THE REQUEST: Count the lines in the data below that contain the word "turquoise", matching case exactly, and give only that number.

SOURCE MATERIAL:

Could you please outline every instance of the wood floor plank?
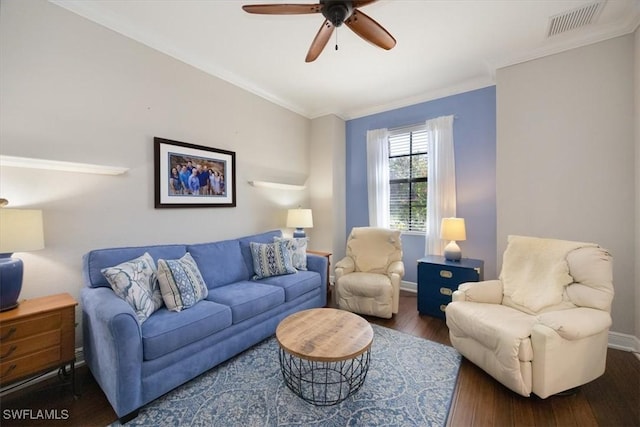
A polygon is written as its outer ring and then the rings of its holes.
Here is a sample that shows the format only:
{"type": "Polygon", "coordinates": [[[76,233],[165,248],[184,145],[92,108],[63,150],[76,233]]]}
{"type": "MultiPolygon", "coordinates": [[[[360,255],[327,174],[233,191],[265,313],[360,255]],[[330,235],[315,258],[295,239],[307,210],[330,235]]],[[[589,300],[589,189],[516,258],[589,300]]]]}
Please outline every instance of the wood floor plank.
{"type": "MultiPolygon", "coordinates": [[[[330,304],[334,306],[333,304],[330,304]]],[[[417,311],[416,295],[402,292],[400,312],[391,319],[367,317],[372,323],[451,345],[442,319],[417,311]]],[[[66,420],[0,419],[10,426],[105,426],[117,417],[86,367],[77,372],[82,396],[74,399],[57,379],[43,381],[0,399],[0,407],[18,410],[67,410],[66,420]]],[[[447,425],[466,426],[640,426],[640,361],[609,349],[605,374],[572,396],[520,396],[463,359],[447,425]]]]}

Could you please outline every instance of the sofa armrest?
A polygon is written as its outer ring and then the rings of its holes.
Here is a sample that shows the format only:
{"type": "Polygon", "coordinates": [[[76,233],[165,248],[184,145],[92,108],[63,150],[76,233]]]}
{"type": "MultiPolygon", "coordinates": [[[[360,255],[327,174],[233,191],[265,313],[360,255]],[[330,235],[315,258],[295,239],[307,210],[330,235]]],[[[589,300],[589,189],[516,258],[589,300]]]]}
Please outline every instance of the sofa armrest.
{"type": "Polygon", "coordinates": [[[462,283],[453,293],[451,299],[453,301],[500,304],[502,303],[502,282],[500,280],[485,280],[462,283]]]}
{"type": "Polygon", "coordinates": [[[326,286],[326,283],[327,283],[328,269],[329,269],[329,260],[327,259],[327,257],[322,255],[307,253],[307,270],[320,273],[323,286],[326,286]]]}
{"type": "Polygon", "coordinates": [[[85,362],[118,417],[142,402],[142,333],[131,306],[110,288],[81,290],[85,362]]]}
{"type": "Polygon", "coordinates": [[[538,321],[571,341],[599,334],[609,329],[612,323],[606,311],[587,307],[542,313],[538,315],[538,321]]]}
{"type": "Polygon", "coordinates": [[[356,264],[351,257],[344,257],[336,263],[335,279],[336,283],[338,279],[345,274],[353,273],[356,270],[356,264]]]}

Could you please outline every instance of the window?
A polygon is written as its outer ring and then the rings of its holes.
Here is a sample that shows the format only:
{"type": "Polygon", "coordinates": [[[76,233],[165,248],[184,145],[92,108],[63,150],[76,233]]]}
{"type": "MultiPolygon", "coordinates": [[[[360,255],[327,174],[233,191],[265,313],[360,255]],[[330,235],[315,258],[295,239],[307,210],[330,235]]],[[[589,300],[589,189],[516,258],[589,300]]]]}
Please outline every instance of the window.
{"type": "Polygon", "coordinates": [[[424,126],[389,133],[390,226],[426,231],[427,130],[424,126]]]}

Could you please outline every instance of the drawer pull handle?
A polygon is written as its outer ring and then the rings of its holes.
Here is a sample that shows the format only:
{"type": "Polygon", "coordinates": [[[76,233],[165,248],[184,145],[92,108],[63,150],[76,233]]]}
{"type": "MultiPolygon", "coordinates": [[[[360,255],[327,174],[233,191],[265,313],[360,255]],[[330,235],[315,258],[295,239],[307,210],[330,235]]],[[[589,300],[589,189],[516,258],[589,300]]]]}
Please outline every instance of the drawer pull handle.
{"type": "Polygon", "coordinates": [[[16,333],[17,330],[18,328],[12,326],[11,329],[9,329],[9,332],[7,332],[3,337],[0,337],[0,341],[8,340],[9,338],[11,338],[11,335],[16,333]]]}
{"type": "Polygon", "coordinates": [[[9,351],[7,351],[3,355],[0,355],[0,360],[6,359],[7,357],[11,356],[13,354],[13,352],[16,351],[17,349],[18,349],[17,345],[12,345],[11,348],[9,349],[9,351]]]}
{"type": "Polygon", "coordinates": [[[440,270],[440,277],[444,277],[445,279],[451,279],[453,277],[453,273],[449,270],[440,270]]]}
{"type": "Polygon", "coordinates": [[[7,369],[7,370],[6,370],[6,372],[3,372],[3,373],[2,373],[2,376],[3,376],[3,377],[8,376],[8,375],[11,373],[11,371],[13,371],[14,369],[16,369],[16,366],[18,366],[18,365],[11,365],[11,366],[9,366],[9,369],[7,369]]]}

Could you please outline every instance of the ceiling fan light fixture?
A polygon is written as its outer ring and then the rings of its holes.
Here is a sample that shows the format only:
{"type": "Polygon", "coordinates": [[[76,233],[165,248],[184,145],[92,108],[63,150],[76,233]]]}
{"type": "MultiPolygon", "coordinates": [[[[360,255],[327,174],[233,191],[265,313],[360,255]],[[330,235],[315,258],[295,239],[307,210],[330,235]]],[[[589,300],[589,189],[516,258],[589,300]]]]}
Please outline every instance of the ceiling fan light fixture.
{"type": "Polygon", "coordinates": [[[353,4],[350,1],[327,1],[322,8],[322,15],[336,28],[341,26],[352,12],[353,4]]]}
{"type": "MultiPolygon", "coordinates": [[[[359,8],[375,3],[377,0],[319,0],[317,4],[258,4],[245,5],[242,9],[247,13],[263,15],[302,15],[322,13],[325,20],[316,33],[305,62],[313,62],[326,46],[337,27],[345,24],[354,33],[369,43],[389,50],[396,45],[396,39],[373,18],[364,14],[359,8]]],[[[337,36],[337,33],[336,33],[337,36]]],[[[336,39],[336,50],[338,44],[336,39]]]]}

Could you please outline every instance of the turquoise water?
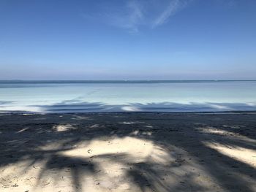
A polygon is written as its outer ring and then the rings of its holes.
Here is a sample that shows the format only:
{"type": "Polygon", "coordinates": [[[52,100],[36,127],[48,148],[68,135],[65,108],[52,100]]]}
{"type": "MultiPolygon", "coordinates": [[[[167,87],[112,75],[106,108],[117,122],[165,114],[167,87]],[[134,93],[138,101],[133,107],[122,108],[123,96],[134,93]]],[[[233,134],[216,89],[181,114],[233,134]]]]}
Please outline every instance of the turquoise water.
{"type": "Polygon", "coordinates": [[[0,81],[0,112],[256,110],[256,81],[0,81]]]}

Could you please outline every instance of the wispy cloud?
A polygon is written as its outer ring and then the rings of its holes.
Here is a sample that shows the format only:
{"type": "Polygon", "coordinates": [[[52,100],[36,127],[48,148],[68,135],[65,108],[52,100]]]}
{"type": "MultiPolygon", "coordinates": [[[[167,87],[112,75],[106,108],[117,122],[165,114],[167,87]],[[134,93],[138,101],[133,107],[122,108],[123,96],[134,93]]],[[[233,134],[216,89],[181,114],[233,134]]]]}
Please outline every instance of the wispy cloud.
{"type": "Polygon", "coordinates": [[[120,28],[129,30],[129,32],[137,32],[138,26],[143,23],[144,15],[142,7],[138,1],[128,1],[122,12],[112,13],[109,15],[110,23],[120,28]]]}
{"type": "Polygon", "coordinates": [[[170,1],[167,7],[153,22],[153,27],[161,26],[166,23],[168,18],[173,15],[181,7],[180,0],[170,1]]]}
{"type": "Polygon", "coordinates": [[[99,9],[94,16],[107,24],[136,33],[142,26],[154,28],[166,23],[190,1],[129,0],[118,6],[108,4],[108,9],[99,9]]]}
--
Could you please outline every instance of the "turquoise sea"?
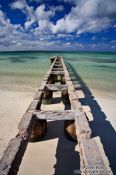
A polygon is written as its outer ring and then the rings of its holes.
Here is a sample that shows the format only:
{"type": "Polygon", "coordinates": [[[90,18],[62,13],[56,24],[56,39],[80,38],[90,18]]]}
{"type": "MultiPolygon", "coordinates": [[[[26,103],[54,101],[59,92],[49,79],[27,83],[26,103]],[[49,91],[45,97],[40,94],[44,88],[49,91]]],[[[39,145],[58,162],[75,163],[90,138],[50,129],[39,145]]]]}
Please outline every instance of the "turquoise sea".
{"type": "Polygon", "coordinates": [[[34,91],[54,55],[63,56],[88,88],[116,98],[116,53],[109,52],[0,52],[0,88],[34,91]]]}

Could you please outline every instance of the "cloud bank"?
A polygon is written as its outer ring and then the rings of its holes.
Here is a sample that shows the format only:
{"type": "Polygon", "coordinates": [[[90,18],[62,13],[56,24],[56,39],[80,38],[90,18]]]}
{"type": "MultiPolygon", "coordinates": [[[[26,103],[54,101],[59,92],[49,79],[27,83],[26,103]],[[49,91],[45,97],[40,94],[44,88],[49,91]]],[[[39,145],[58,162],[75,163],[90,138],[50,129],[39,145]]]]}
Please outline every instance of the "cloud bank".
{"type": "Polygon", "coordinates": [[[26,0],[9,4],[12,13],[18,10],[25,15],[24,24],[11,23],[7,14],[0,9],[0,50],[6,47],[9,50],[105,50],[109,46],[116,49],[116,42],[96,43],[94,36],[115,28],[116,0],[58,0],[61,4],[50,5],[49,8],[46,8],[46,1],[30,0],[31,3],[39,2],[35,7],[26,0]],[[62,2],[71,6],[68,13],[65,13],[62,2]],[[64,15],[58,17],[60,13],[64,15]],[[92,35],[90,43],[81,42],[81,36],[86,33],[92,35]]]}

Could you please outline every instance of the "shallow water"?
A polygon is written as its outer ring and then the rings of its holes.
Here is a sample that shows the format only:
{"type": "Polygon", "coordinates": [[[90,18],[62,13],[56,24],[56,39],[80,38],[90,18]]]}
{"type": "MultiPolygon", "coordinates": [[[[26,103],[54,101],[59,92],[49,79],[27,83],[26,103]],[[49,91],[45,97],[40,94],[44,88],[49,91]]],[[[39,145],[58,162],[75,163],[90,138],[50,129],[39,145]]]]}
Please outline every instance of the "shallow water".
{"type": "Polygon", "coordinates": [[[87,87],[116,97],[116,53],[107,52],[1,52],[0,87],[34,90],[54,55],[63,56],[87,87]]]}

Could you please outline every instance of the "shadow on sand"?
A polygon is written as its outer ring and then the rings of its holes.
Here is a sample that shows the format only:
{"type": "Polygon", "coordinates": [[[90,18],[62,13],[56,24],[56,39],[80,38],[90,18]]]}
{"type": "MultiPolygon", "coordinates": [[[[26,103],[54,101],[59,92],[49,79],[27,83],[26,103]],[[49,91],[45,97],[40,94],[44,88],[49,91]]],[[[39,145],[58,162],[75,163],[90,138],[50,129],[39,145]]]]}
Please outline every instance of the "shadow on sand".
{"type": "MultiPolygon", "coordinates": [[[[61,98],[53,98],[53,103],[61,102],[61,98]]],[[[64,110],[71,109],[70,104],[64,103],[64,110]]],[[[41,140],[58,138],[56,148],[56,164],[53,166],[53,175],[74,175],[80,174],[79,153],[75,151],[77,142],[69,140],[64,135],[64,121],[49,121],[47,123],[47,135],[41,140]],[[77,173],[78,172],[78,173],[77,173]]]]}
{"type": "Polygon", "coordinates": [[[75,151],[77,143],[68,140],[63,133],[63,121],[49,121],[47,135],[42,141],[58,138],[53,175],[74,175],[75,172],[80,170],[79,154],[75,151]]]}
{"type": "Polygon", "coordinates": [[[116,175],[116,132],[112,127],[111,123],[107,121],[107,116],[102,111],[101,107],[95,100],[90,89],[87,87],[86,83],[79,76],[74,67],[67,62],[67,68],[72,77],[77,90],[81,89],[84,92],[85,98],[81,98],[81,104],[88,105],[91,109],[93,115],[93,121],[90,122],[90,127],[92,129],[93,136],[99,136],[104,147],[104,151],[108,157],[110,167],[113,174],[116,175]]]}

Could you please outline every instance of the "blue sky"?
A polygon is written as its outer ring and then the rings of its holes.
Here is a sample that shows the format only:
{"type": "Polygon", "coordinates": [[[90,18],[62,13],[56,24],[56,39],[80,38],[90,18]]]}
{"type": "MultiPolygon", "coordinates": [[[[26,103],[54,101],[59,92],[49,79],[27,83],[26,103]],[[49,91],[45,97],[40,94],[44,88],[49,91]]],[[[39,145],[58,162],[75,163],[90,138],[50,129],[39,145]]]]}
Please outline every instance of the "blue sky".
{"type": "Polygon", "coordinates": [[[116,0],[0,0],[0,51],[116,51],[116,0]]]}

RESPONSE TO THIS EXERCISE: 4